◆ **Short task a**:
Show every line of the rows below that contains the word "hand".

◆ **Text block**:
It never ceases to amuse and intrigue me how figurative language and idioms vary wildly and dangerously between languages. I say dangerously because the unwary can be very easily deceived by the ‘literal’ or ‘word for word’ meaning. Apparently in Mark 6, Herodias ‘kept/held John in her heart’. But in Nyankpa idiom we verified that means she nursed a grudge against him.

Right at the end of Mark 6 we hear that the disciples were amazed at Jesus walking on water because they hadn’t learned anything from him feeding 5000 hungry guys. Instead their hearts were hard. The Hebrew ‘hard heart‘ idiom runs through the whole Bible. And we use that idiom in English too. Unfortunately though the individual words might be the same, the actual meaning intended is quite different. In English it means unsympathetic doesn’t it? But mostly in the Bible the ‘literal’ hard hearted really means ‘unrepentant’ or stubbornly unresponsive to God. Apparently in another Nigerian language Fulfulde, in such situations they would say ‘hard headed’… which also has a different meaning in English, doesn’t it? What fun! No, really it is.

Granite rocks in Cornwall

Hard

Scientific Excursus: I guess for the scientists among us it’s a little like Chemistry: both hydrogen and oxygen are nice gases with their own uses and properties, but put them together and the meaning (behaviour, uses) of H2O has nothing to do with the uses and behaviour of its constituent parts. How much less should we be surprised then when something parallel happens in language.

The pity is that while our mother tongues tend to shape our perceptions of idiomatic meanings and the way we divide up the world, people are rather too quick to assume they know what the words someone else uses mean. Words like ‘hard’ and ‘heart’ are apparently easy to translate, and so the idiom ‘hard hearted’ has been faithfully transferred from Hebrew and Greek into English in most Bible translations, one word at a time. Diligent pastors studying the Bible realise that the idiom isn’t being represented perhaps quite so helpfully and so after enough decent sermons, established Christians may get the ‘actual meaning’ of an idiom like ‘hard hearted’ beaten into them as special ‘Bible talk’. And thus another part of our life has become segmented into Christian stuff, and the rest of life.

And apologies: while this is related to my writing on why literal is meaningless, I haven’t actually finished writing that.

[Source data]
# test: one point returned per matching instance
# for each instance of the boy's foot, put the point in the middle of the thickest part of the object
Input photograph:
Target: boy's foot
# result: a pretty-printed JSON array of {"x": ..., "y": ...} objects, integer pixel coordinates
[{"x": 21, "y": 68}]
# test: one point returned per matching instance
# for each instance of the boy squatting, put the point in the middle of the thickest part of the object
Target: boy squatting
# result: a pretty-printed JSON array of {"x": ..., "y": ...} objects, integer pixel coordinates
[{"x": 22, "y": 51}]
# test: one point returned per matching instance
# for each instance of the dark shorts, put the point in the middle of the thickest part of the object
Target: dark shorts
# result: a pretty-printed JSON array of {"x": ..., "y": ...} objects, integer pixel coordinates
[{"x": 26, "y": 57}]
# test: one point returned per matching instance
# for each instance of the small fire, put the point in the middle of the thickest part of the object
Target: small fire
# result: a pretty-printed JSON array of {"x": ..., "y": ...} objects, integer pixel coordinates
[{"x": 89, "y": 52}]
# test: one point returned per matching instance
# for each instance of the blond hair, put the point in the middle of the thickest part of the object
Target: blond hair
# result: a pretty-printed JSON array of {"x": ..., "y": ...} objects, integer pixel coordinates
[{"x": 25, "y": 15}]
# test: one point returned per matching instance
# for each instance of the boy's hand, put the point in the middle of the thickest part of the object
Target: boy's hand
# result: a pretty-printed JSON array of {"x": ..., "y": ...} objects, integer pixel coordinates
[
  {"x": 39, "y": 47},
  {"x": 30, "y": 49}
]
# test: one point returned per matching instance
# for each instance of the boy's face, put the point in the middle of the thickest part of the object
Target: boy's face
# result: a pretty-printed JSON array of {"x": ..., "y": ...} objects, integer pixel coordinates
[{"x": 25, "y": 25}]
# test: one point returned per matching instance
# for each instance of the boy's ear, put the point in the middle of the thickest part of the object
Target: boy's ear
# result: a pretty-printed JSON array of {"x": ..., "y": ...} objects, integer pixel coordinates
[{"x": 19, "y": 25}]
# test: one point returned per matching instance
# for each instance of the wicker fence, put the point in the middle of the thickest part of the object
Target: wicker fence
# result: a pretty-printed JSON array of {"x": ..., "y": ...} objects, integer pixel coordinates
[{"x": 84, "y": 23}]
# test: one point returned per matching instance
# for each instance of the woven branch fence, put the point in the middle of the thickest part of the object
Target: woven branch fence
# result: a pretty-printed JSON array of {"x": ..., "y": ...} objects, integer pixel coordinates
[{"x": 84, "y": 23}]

◆ **Short task b**:
Answer yes or no to whether each statement agrees with the piece on idioms above, quoting the words from it that decide each one. (i) In Nyankpa idiom, holding someone in one's heart means nursing a grudge against them. (ii) Speakers of Fulfulde would call such people "hard hearted." (iii) The writer has finished writing on why literal is meaningless.

◆ **Exercise solution a**:
# for each instance of the boy's hand, put the point in the middle of the thickest part of the object
Target: boy's hand

◆ **Exercise solution b**:
(i) Yes: "in Nyankpa idiom we verified that means she nursed a grudge against him."
(ii) No: "in another Nigerian language Fulfulde, in such situations they would say ‘hard headed’"
(iii) No: "I haven’t actually finished writing that."